The first Boomers will turn 65 in 2011 and, according to today's report, more than 37 million of them—six out of 10—will be managing more than one chronic condition by 2030. Also by 2030:
*14 million Boomers will be living with diabetes—that's one out of every four Boomers.
*Almost half of the Boomers will live with arthritis and that number peaks to just over 26 million in 2020.
*More than one out of three Boomers—over 21 million—will be considered obese.
As patients live with multiple chronic diseases, demand for services will increase. The number of physician visits has been increasing for all adults, up 34 percent over the last decade, and this trend is expected to continue. By 2020, Boomers will account for four in 10 office visits to physicians. Over the next 20 years, Boomers will make up a greater proportion of hospitalizations as they live longer but with multiple complex conditions. At the same time, the number of registered nurses, primary care and specialty physicians will not keep pace with demand.
This comes from www.poststat.net/rightathome/pub.59/issue.554/article.2359/ , a caregivers website.
In other words, the hope for supply and demand to regulate down the price of healthcare, with or without insurance, is pretty slim to none.
OK, now prepare for something to hit you on the side of the head.
Bearing all this in mind:
1. Healthcare costs are going to skyrocket with the increased demand,
2. The Medicare plan is ALREADY paid by the government, only the government also pays a middleman (the insurance administrator) to process the claims, and
3. Healthcare demands are going to limit access NO MATTER WHAT HAPPENS, even WITH health insurance for every American...
Doesn't it make sense to CONSIDER a direct pay option? Why are we giving a middleman (Aetna and their 1.3 billion in profits) the power to limit our care further? What about an HMO system provided just for seniors? Set up a managed care system for the retired Americans, and allow the non-profits to manage them. (They DID say they were non-profit.) Medicare payments to providers must be reduced to stay solvent. Wouldn't it make more sense to create a salaried position for a doctor to work exclusively with an HMO rather than leave it arbitrary? As unpleasant as it sounds, it may be the only way to control the enormous costs.

• _EXERCISE PROMPT_
Resume the commentary on Boomer healthcare costs from its last sentence. You won't need the records for this.

• _RECORD SET_
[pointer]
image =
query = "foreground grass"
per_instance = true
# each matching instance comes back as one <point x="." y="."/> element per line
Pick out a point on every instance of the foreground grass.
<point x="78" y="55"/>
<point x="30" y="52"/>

• _OUTPUT BELOW_
By removing the seniors from the private system (as they already are) it frees up the doctors and hospitals to provide more care for the regular insurance paying patients. In other words, we push down the demand, freeing up the supply. Allow the rest of the system to remain intact, with a few tweeks, like allowing the purchase of prescription drugs internationally and lift the restrictions on medical savings plans so it doesn't penalize the people who save but are healthy. A mandated purchase of health insurance will no longer be necessary when doctors lose 40% of their patient load. Or premiums will go down, as the insurance industry no longer has to subsidize the high utilization of elderly patients.
Also, how about focusing on prevention, such as naturopathic medicine (chiropractors, allergists, etc.) who advise adjusting food consumption and increasing activities rather than go on medication to manage cholesteral, diabetes, etc. For example: I had skyrocketting cholesterol and was borderline Type II diabetes. Instead of using Lipitor ($75 a month) and other diabetic controlling drugs, I went to a doctor who tested me for allergies. After eliminating the offending foods (wheat) from my diet, my blood sugar went down to that of a 20 year old, as did my cholesterol!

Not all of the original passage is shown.